[Collected data]
________
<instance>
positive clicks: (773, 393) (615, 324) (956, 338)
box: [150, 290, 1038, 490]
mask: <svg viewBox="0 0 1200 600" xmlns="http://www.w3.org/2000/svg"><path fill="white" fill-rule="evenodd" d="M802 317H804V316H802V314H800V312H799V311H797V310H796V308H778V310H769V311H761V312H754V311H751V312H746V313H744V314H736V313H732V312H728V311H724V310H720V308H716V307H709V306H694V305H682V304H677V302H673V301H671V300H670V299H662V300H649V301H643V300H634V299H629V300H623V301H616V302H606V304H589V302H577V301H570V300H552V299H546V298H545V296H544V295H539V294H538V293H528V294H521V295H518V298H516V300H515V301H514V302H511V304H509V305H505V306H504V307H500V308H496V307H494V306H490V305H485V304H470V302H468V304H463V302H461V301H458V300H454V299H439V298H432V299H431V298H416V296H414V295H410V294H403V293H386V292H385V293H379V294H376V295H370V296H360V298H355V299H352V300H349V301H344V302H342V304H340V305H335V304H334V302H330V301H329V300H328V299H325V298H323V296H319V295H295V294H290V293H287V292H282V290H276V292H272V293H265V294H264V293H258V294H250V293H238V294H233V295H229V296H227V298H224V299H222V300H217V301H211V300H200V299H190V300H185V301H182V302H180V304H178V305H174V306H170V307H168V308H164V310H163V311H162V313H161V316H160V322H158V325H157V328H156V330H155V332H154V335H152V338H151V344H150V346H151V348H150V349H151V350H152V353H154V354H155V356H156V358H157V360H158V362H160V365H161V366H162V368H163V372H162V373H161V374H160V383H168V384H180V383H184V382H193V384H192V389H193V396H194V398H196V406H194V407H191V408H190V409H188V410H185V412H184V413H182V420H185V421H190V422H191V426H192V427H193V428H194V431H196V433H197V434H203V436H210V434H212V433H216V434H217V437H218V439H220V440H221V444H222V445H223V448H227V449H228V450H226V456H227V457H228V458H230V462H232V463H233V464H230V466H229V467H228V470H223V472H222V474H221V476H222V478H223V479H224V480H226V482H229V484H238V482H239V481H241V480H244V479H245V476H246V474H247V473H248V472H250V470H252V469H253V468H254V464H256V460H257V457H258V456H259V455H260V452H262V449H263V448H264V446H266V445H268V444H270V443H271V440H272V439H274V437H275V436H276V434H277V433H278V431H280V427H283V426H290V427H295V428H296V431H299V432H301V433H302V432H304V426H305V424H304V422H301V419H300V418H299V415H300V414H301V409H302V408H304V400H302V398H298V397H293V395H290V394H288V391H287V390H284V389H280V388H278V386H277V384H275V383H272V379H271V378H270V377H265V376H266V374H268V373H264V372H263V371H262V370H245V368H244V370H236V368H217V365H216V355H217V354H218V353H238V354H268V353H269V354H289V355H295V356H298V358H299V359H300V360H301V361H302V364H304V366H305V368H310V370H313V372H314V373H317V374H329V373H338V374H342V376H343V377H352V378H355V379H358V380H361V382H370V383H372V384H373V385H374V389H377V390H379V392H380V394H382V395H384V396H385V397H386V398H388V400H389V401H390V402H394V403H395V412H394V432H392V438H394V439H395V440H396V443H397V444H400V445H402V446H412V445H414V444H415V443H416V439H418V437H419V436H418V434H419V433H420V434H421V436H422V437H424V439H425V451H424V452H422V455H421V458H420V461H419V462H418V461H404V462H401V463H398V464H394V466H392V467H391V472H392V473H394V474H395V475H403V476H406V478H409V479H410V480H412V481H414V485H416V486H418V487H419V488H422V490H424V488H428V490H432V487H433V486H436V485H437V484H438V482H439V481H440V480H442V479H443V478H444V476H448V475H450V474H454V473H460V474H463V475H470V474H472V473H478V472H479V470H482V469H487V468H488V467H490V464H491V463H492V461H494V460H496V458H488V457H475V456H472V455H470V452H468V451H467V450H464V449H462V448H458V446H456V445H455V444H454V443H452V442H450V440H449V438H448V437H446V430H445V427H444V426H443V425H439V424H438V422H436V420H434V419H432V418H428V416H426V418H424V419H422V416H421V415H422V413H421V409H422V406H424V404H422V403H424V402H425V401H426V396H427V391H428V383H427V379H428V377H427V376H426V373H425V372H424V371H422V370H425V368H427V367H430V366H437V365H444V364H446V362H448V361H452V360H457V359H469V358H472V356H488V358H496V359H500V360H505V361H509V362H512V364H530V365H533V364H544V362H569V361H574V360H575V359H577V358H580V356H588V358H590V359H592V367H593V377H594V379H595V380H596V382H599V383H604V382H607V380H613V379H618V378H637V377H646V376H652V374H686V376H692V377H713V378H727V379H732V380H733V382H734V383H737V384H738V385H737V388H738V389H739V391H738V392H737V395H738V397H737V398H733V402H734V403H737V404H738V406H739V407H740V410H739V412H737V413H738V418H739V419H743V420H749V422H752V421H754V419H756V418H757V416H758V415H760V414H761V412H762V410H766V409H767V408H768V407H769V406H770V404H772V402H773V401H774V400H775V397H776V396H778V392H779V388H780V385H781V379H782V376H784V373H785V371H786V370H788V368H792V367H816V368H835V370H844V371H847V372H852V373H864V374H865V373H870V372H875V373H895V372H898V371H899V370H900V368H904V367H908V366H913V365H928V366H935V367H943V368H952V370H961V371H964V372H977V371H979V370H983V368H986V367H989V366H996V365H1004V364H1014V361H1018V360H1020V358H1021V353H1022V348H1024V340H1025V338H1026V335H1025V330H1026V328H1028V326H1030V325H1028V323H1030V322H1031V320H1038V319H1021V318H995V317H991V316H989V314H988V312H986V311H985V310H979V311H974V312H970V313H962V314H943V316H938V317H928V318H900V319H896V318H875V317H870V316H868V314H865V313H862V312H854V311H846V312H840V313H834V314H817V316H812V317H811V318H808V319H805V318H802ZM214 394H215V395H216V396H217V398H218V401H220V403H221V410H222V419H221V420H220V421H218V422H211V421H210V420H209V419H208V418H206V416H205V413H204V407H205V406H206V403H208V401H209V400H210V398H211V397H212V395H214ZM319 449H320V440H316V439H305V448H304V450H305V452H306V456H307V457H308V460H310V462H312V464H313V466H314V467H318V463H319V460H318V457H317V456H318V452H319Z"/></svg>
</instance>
________
## [What you should do]
The response should be an exact copy of all the records above.

## [Task solution]
<instance>
positive clicks: (773, 393) (615, 324) (956, 338)
box: [150, 290, 1038, 490]
mask: <svg viewBox="0 0 1200 600" xmlns="http://www.w3.org/2000/svg"><path fill="white" fill-rule="evenodd" d="M802 317H804V316H802V314H800V312H799V311H797V310H796V308H778V310H769V311H761V312H754V311H751V312H746V313H744V314H736V313H732V312H728V311H724V310H720V308H716V307H709V306H694V305H682V304H677V302H673V301H671V300H670V299H662V300H649V301H643V300H634V299H629V300H623V301H616V302H606V304H589V302H577V301H570V300H552V299H546V298H545V296H544V295H539V294H538V293H528V294H521V295H518V298H516V300H515V301H514V302H511V304H509V305H505V306H504V307H500V308H496V307H494V306H490V305H485V304H470V302H468V304H463V302H461V301H458V300H454V299H439V298H432V299H431V298H416V296H414V295H410V294H403V293H386V292H385V293H379V294H376V295H370V296H360V298H355V299H352V300H349V301H344V302H342V304H340V305H335V304H334V302H330V301H329V300H328V299H325V298H323V296H319V295H295V294H290V293H287V292H282V290H276V292H272V293H265V294H264V293H258V294H250V293H238V294H233V295H229V296H227V298H224V299H222V300H217V301H211V300H200V299H190V300H185V301H182V302H180V304H178V305H174V306H170V307H168V308H164V310H163V311H162V313H161V316H160V322H158V325H157V328H156V330H155V332H154V335H152V338H151V344H150V346H151V348H150V349H151V350H152V353H154V354H155V356H156V358H157V360H158V362H160V365H161V366H162V368H163V372H162V373H161V374H160V383H168V384H180V383H184V382H193V384H192V389H193V396H194V398H196V406H194V407H191V408H190V409H188V410H185V412H184V413H182V420H185V421H190V422H191V426H192V427H193V428H194V431H196V433H197V434H203V436H210V434H212V433H216V434H217V437H218V439H220V440H221V444H222V445H223V448H227V449H228V450H226V456H227V457H228V458H230V462H232V463H233V464H230V466H229V467H228V470H223V472H222V474H221V476H222V478H223V479H224V480H226V482H229V484H238V482H239V481H241V480H244V479H245V476H246V474H247V473H248V472H250V470H252V469H253V468H254V464H256V460H257V457H258V456H259V455H260V452H262V449H263V448H264V446H266V445H268V444H270V443H271V440H272V439H274V437H275V436H276V434H277V433H278V431H280V427H283V426H290V427H295V428H296V431H299V432H301V433H302V432H304V426H305V424H304V422H301V419H300V418H299V415H300V414H301V409H302V408H304V400H302V398H298V397H293V395H290V394H288V391H287V390H284V389H280V388H278V386H277V384H275V383H272V379H271V378H270V377H265V376H266V374H268V373H264V372H263V371H262V370H245V368H244V370H236V368H217V365H216V355H217V354H218V353H238V354H268V353H269V354H289V355H295V356H298V358H299V359H300V360H301V361H302V364H304V366H305V368H310V370H313V372H314V373H317V374H329V373H338V374H342V376H343V377H352V378H355V379H358V380H361V382H370V383H372V384H373V385H374V389H377V390H379V392H380V394H382V395H384V396H385V397H386V398H388V400H389V401H390V402H394V403H395V412H394V432H392V438H394V439H395V440H396V443H397V444H400V445H402V446H412V445H414V444H415V443H416V439H418V437H419V436H418V434H419V433H420V434H421V436H422V437H424V439H425V451H424V452H422V455H421V458H420V461H419V462H418V461H404V462H401V463H398V464H394V466H392V467H391V472H392V473H394V474H395V475H403V476H406V478H409V479H410V480H412V481H414V485H416V486H418V487H419V488H422V490H424V488H428V490H432V487H433V486H436V485H437V484H438V482H439V481H440V480H442V479H443V478H444V476H448V475H450V474H454V473H460V474H463V475H470V474H472V473H478V472H479V470H482V469H487V468H488V467H490V464H491V463H492V461H494V460H496V458H488V457H475V456H472V455H470V452H468V451H467V450H464V449H462V448H458V446H456V445H455V444H454V443H452V442H450V440H449V438H448V437H446V430H445V427H444V426H443V425H439V424H438V422H436V420H434V419H432V418H428V416H426V418H424V419H422V416H421V415H422V413H421V409H422V406H424V404H422V403H424V402H425V401H426V396H427V391H428V383H427V379H428V377H427V376H426V373H425V372H424V371H422V370H425V368H427V367H430V366H437V365H444V364H446V362H448V361H452V360H457V359H469V358H472V356H488V358H496V359H500V360H505V361H509V362H512V364H530V365H533V364H544V362H569V361H574V360H575V359H577V358H580V356H588V358H590V359H592V367H593V377H594V379H595V380H596V382H599V383H604V382H607V380H613V379H618V378H637V377H646V376H652V374H686V376H692V377H713V378H727V379H732V380H733V382H734V383H737V384H738V385H737V388H738V389H739V391H738V392H737V395H738V397H737V398H733V402H734V403H737V404H738V406H739V407H740V410H739V412H737V413H738V418H739V419H743V420H749V422H752V421H754V419H756V418H757V416H758V415H760V414H761V412H762V410H766V409H767V408H768V407H769V406H770V404H772V402H773V401H774V400H775V397H776V396H778V392H779V388H780V385H781V379H782V376H784V373H785V371H786V370H788V368H792V367H816V368H835V370H844V371H847V372H852V373H864V374H865V373H870V372H875V373H895V372H898V371H899V370H900V368H904V367H908V366H913V365H928V366H935V367H943V368H952V370H961V371H964V372H977V371H979V370H983V368H986V367H989V366H996V365H1004V364H1014V361H1018V360H1020V358H1021V353H1022V348H1024V340H1025V338H1026V335H1025V330H1026V328H1028V326H1030V325H1028V323H1030V322H1031V320H1038V319H1021V318H995V317H991V316H989V314H988V312H986V311H985V310H979V311H974V312H970V313H962V314H943V316H938V317H928V318H900V319H896V318H875V317H870V316H868V314H865V313H862V312H854V311H846V312H840V313H834V314H817V316H812V317H811V318H808V319H805V318H802ZM214 394H215V395H216V396H217V398H218V401H220V403H221V410H222V419H221V420H220V421H218V422H211V421H210V420H209V419H208V418H206V416H205V413H204V407H205V406H206V403H208V401H209V400H210V398H211V397H212V395H214ZM319 449H320V440H316V439H305V448H304V450H305V452H306V456H307V457H308V460H310V462H312V464H313V466H314V467H318V463H319V460H318V457H317V456H318V452H319Z"/></svg>
</instance>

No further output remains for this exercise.